* _Exercise description_
Keep every line in which "vehicle" occurs and drop the rest of the data.

:: Exercise input ::

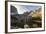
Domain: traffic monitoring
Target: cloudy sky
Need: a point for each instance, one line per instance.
(23, 8)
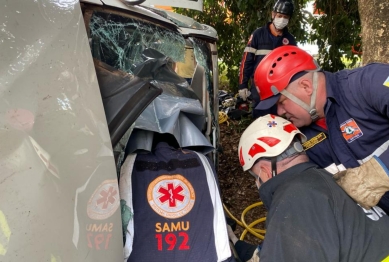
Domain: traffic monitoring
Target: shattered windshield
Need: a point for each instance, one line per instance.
(119, 41)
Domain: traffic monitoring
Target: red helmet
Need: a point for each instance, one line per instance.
(274, 72)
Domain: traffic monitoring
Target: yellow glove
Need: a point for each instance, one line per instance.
(365, 184)
(244, 93)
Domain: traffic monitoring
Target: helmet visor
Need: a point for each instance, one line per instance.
(267, 103)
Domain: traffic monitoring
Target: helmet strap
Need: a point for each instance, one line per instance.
(274, 166)
(312, 108)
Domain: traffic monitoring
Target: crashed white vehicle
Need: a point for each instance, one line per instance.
(77, 79)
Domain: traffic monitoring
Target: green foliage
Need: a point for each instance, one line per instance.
(336, 32)
(235, 20)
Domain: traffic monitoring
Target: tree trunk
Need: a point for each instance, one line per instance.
(375, 30)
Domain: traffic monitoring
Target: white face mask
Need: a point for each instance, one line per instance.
(280, 23)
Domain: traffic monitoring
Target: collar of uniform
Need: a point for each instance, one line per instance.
(284, 31)
(267, 190)
(331, 83)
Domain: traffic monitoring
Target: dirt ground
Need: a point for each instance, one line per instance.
(238, 188)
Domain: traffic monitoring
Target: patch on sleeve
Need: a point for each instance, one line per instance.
(314, 141)
(386, 83)
(350, 130)
(251, 38)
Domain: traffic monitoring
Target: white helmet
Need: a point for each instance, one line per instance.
(268, 136)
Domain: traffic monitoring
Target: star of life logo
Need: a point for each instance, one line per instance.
(350, 130)
(104, 201)
(171, 196)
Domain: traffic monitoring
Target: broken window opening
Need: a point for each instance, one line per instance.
(119, 41)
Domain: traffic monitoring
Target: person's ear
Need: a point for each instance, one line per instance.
(266, 172)
(305, 84)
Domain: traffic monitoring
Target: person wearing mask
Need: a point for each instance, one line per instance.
(310, 218)
(261, 42)
(345, 116)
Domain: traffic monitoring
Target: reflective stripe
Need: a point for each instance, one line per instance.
(219, 226)
(5, 234)
(333, 169)
(255, 51)
(250, 50)
(376, 152)
(125, 190)
(262, 52)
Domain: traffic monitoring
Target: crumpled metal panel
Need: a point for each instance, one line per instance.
(177, 111)
(59, 199)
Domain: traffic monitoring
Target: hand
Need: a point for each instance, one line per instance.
(365, 184)
(244, 93)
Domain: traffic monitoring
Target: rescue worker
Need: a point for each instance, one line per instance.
(172, 206)
(261, 42)
(310, 218)
(345, 116)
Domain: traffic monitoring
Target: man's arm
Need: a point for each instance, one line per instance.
(248, 62)
(367, 183)
(301, 226)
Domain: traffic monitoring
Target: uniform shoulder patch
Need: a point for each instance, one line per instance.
(386, 83)
(350, 130)
(171, 196)
(314, 141)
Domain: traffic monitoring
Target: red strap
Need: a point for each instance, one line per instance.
(322, 123)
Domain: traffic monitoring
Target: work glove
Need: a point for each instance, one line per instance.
(244, 93)
(365, 184)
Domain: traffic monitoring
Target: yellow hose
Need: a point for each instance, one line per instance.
(259, 233)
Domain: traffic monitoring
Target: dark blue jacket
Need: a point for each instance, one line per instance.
(311, 218)
(357, 120)
(174, 213)
(261, 42)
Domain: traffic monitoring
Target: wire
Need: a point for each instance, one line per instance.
(259, 233)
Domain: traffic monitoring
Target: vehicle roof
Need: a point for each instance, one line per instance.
(187, 25)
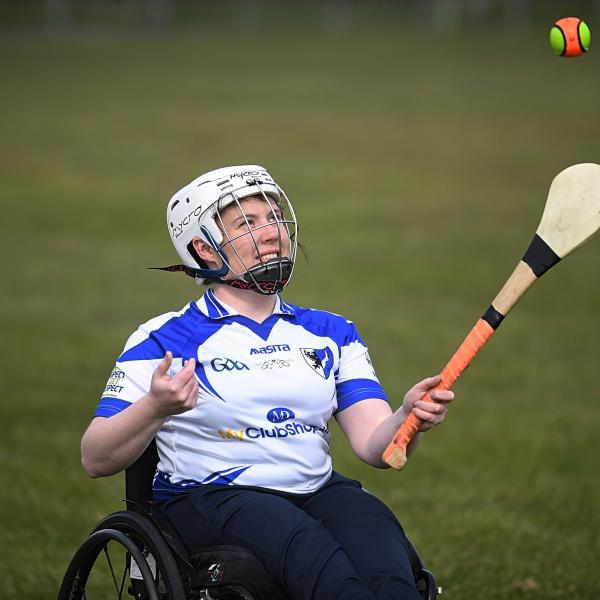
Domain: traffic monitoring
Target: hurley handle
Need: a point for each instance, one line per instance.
(395, 453)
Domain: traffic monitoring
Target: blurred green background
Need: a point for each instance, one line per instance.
(417, 141)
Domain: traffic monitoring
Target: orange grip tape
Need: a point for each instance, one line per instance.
(395, 453)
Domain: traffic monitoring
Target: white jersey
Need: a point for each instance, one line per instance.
(267, 393)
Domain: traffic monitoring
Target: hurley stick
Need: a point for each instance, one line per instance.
(571, 217)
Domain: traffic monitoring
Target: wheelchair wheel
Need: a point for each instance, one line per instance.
(124, 557)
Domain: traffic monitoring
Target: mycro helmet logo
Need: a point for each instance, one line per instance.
(280, 414)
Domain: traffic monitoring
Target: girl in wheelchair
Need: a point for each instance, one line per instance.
(238, 389)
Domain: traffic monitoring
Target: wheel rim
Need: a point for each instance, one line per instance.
(101, 570)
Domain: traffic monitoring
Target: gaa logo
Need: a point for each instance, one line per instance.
(227, 364)
(280, 414)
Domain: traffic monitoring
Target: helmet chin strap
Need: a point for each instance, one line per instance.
(265, 278)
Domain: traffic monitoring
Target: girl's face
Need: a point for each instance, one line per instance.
(253, 235)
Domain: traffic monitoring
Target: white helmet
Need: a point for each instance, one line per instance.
(195, 211)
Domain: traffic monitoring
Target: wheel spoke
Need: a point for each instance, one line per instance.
(112, 572)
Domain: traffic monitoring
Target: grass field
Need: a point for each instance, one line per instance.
(419, 172)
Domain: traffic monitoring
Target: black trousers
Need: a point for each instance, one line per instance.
(338, 542)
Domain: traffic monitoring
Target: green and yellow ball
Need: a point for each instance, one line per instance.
(570, 37)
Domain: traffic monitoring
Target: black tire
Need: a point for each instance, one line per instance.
(101, 567)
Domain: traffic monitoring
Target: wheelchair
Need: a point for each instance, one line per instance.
(136, 553)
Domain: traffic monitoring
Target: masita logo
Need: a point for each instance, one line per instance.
(227, 364)
(270, 349)
(280, 414)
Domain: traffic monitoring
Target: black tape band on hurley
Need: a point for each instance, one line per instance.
(493, 317)
(539, 256)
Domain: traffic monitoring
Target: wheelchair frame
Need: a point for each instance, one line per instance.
(156, 564)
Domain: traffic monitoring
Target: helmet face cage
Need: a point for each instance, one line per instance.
(266, 276)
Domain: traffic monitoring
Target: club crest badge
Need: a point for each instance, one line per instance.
(320, 360)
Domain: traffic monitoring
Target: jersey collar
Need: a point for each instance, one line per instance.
(217, 309)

:::

* _Answer space_
Target: crashed white vehicle
Target: vehicle roof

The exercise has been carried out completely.